> Exercise goal
Please repeat every entry exactly as given, apart from dropping the images.

> Information given
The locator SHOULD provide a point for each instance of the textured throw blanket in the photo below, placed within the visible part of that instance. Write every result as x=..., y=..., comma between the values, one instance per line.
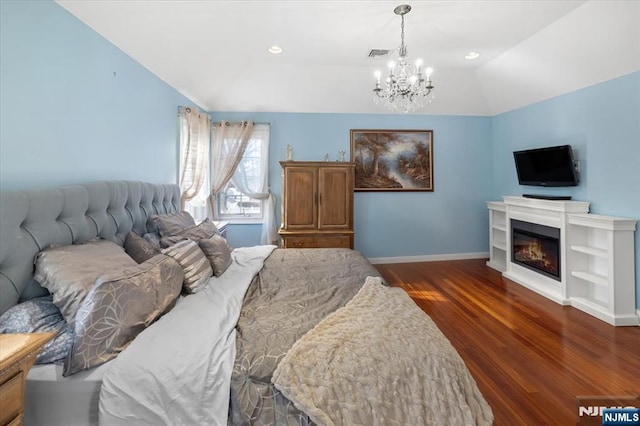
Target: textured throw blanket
x=380, y=360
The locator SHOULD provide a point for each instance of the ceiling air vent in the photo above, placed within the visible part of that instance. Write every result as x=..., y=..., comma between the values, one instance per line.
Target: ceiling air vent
x=378, y=53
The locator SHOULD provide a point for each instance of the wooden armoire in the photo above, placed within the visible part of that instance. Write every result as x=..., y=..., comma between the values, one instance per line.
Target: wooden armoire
x=317, y=204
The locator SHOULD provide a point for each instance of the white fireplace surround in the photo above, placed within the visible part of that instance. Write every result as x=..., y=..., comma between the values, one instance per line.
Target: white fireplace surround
x=597, y=270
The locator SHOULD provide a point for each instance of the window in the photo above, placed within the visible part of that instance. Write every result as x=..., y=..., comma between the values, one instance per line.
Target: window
x=235, y=201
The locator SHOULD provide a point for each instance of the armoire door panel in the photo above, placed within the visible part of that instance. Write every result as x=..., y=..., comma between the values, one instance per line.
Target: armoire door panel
x=334, y=209
x=300, y=203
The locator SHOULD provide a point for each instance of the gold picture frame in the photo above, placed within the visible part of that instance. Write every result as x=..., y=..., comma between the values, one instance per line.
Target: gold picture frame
x=392, y=160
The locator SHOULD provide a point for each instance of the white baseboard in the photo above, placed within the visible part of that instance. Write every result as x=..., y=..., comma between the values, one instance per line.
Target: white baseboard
x=429, y=258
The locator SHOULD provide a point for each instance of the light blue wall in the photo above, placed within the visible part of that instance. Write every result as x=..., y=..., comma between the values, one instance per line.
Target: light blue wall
x=74, y=108
x=602, y=124
x=452, y=219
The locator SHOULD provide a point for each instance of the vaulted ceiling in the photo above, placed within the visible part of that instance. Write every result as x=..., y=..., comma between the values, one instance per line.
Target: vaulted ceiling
x=216, y=52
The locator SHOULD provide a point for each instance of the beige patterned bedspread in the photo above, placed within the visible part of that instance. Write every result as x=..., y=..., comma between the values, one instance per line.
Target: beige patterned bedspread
x=380, y=360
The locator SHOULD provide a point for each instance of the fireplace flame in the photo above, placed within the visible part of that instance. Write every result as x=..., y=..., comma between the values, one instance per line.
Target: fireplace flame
x=534, y=251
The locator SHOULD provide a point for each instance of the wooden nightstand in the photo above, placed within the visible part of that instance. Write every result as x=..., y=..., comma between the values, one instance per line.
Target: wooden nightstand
x=18, y=352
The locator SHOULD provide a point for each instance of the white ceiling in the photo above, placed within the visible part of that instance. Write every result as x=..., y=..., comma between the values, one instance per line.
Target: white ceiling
x=215, y=52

> Exercise response
The locator SHOULD provide a point for each instance of the textured throw blanket in the photo below, placed within the visible part of that instance. Write every result as x=..., y=..., comma between the values, one instance per line.
Target: textured throw blanket
x=380, y=360
The locator SHOULD provide a point for each instance of the ceiling air vent in the photo above, placed within the visible part of that instance. Write every result as x=..., y=..., comma between the values, one instance per line.
Target: ceiling air vent
x=378, y=53
The locator SHOULD provide a point for each instance of the wooden armoire in the photo above, placed within the visible part of that instance. Write every result as x=..., y=..., comma between the values, one instance per line.
Target: wooden armoire
x=317, y=204
The locator SHOULD provide a point for each instance of the white fireplace surround in the photo above, placed within the visible part of that instance. Write every result as x=..., y=..., comma between the values, one instance per line.
Target: white fireplace surround
x=597, y=270
The locator SHOULD provide a point for each instance of the window in the photo above, placed within the visible part of that instance. Write every result as x=..., y=..., comma between the values, one instance per line.
Target: window
x=235, y=201
The locator SHOULD provide a point for each instance of the armoire door panel in the photo above, placed within the visible part of that instance. Write every result as x=..., y=..., comma between the values, one instance per line.
Target: armoire door panel
x=334, y=209
x=300, y=203
The locator SHOULD provide a point for each instance of the gold picture frame in the photo above, placed within the visible part of that instance. Write every result as x=..., y=..., comma between the values, one instance per line.
Target: gold picture frame
x=392, y=160
The locator SHOULD provide a point for each instance of the white baseboard in the photo above, placed within the visible part of that instance. Write every result as x=..., y=..., comma between the values, one instance per line.
Target: white baseboard
x=429, y=258
The locator SHOULD provide a point for each instance of the light blue wall in the photo above, placed within the visible part of that instance. Write every result as x=..., y=..., comma between the values, one instance per line.
Target: light blue wall
x=74, y=108
x=602, y=124
x=452, y=219
The locator SHOULD provide a point for each instance of the vaulted ceiling in the photo above, placed within the visible part of that instance. Write every result as x=..., y=..., comma between the values, one instance per line.
Target: vaulted ceiling
x=216, y=52
The locator SHOULD provide a point for each instance of the beige patterned bedspread in the photo above, placed within the visible part of that instance. Write every result as x=..., y=..., comma between the values, one instance per line.
Target: beige patterned bedspread
x=380, y=360
The locator SHOULD provide a point for each instance of the fireplace flame in the photo above, placed within the visible part of that instance. Write every result as x=..., y=..., comma between the values, one instance per line.
Target: fireplace flame
x=534, y=251
The locator SHOULD provide a point for each instance of the wooden nightstand in the photo above, placed within the visible part of that instance. Write every result as x=..., y=..., comma between the values, one instance per line.
Target: wooden nightstand
x=18, y=352
The locator SHOULD provide a point for each instance of the white ceiling in the photo above, placed within the visible part of that instance. Write every result as x=..., y=..., comma between the values, one instance per line.
Target: white ceiling
x=215, y=52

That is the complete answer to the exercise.